Apache Jackrabbit does not yet provide out-of-the-box faceting support. In order to provide this functionality for our users, the Jahia team looked for ways to integrate Apache Solr - one of the most popular Apache Lucene based open source solutions offering faceting support - into Jackrabbit. This turned out to be a difficult endeavor as Solr was not designed to easily be integrated with other frameworks, in particular to work with indices that were not created with Solr. We nevertheless were able to implement a solution, in the form of the SimpleJahiaJcrFacets class, to bridge Jackrabbit and Solr. SimpleJahiaJcrFacets is very similar to Solr's SimpleFacets class and reuses classes from solr-common to work with exactly the same facet query syntax and result objects as Solr does. It is therefore highly recommended to learn more about Solr faceting to work efficiently with facets in Jahia.

Support for faceting in Jahia is provided by the Facets module. It is therefore important to activate the module for your site if you intend to use facets.

Configuring properties for faceting

Simple faceting

Node properties that are used for faceting will, in most cases, require a second indexing, different from the normal one, to support faceting. This is needed because analyzers usually perform stemming, lowercasing and tokenizing before indexing a field. However, in order for a value to be useful for faceting, it:

  • should not be tokenized into separate words
  • should not be lowercased
  • should not have punctuation removed
  • should not be stored in the index

Jahia extended the Compact Node Definition (CND) format to make it possible to easily specify that a given property should be used for faceting. This is accomplished by adding the facetable attribute to the property you want to mark for faceting indexing. Below is an example, where the startDate, endDate, location and eventsType properties are marked as facetable and will therefore be indexed specifically for faceting (in addition to the regularly performed indexing): 

[jnt:event] > jnt:content, jmix:editorialContent, mix:title, jmix:structuredContent
- startDate (date) facetable
- endDate (date) facetable
- location (string) i18n facetable
- eventsType (string, choicelist[resourceBundle]) facetable  < meeting,consumerShow,roadShow,conference,show,pressConference
- body (string, richtext) i18n 
Note that if you decided to make a property facetable after content has already been created for that particular nodetype, you will need to rebuild the indices as explained in the Rebuild indices section.

Facetable fields are prefixed by FACET: in the index.

- Tasks
- a) Based on the faceting documentation, do these statements agree with it? Answer yes or no for each and quote the words that decide it. (i) SimpleJahiaJcrFacets reuses classes from solr-common. (ii) A value used for faceting should be lowercased before indexing. (iii) Facetable fields carry FACET: at the end of their names in the index.
- b) In the faceting documentation, rewrite the passage between "Support for faceting" and "to use facets.", inclusive, swapping "module" for "add-on".

- Data extract
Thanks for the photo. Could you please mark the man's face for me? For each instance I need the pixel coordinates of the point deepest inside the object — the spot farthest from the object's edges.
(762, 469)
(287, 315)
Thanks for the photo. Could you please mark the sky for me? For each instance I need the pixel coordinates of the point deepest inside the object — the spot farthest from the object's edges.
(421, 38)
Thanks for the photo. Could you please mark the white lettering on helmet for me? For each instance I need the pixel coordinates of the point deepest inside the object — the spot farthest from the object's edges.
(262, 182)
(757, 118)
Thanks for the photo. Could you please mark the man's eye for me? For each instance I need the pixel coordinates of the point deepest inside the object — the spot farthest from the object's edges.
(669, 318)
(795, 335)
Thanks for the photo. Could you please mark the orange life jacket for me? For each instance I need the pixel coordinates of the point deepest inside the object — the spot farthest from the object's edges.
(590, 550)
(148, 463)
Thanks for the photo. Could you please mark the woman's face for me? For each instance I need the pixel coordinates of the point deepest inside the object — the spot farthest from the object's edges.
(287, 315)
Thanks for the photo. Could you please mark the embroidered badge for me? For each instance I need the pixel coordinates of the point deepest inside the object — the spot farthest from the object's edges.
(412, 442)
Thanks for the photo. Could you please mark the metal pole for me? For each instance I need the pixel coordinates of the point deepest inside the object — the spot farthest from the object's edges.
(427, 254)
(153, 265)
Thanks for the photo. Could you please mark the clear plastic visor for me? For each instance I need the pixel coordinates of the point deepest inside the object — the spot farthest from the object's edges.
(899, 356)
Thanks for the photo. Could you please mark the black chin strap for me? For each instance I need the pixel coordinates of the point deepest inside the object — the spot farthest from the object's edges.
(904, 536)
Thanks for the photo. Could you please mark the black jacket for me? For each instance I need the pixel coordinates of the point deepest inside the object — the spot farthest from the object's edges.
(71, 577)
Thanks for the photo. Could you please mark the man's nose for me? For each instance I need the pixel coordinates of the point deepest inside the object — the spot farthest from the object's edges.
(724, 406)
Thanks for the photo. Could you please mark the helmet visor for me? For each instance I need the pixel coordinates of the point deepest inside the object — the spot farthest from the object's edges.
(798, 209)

- Expected results
- a)
(i) Yes: "reuses classes from solr-common"
(ii) No: "should not be lowercased"
(iii) No: "Facetable fields are prefixed by FACET: in the index."

- b)
Support for faceting in Jahia is provided by the Facets add-on. It is therefore important to activate the add-on for your site if you intend to use facets.